01 abril 2018 às 01h07

Bispos fazem na Páscoa campanha contra eutanásia

À medida que se aproxima o momento da discussão e votação parlamentar, a hierarquia da Igreja Católica mobiliza-se - e tenta mobilizar os crentes

João Pedro Henriques

A hierarquia da Igreja Católica portuguesa começa a aquecer os motores para a batalha contra a despenalização da eutanásia. Pelo menos dois prelados - o arcebispo de Braga e um bispo auxiliar do Porto - aproveitaram as homilias da Páscoa para começar a mobilizar os crentes.

▶ [CONTEÚDO DOS DADOS]:
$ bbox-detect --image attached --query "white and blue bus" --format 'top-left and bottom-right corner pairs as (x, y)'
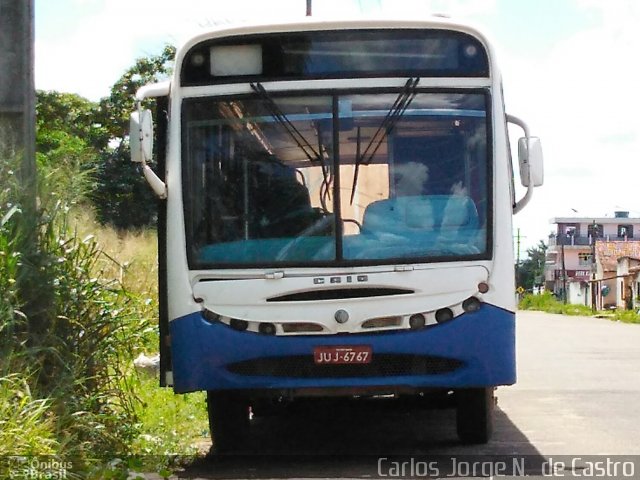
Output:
(130, 17), (542, 451)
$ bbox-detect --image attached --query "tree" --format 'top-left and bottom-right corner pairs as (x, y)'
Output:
(36, 91), (103, 204)
(93, 46), (175, 229)
(516, 240), (547, 290)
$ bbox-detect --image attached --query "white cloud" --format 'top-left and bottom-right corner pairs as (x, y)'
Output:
(504, 1), (640, 251)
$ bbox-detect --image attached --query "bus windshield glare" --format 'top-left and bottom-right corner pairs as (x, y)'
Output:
(182, 89), (491, 269)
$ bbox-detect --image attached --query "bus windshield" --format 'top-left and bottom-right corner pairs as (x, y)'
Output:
(182, 89), (491, 269)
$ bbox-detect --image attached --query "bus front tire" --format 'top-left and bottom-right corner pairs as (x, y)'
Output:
(207, 391), (249, 455)
(456, 387), (495, 444)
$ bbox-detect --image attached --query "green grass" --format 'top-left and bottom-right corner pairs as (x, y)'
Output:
(132, 375), (209, 456)
(518, 292), (640, 323)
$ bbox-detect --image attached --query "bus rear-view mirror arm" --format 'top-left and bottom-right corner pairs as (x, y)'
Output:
(507, 115), (544, 214)
(129, 84), (169, 199)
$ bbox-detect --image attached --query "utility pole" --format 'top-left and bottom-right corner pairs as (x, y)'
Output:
(591, 220), (600, 313)
(560, 233), (567, 304)
(0, 0), (36, 203)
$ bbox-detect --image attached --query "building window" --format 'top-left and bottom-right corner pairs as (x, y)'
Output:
(587, 223), (604, 238)
(618, 225), (633, 238)
(578, 253), (593, 267)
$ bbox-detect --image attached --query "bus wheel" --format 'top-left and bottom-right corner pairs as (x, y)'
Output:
(456, 387), (495, 444)
(207, 391), (249, 454)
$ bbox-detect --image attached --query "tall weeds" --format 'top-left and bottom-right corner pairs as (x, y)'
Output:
(0, 151), (151, 459)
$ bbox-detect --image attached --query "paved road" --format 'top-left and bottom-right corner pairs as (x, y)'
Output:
(180, 312), (640, 478)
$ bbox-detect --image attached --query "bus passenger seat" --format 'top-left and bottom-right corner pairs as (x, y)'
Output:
(362, 195), (478, 235)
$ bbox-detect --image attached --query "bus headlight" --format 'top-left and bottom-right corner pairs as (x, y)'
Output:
(436, 308), (453, 323)
(258, 323), (276, 335)
(462, 297), (482, 313)
(409, 313), (427, 330)
(229, 318), (249, 332)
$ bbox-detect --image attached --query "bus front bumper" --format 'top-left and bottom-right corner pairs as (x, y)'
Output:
(170, 304), (516, 395)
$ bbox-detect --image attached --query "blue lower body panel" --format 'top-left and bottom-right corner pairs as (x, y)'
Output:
(170, 304), (516, 393)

▶ [OBJETIVO DO EXERCÍCIO]:
No texto sobre a campanha dos bispos contra a eutanásia, copie o trecho entre "João Pedro Henriques" e "mobilizar os crentes.", inclusive, trocando "Braga" por "Lisboa".

▶ [RESPOSTA ABAIXO]:
João Pedro Henriques

A hierarquia da Igreja Católica portuguesa começa a aquecer os motores para a batalha contra a despenalização da eutanásia. Pelo menos dois prelados - o arcebispo de Lisboa e um bispo auxiliar do Porto - aproveitaram as homilias da Páscoa para começar a mobilizar os crentes.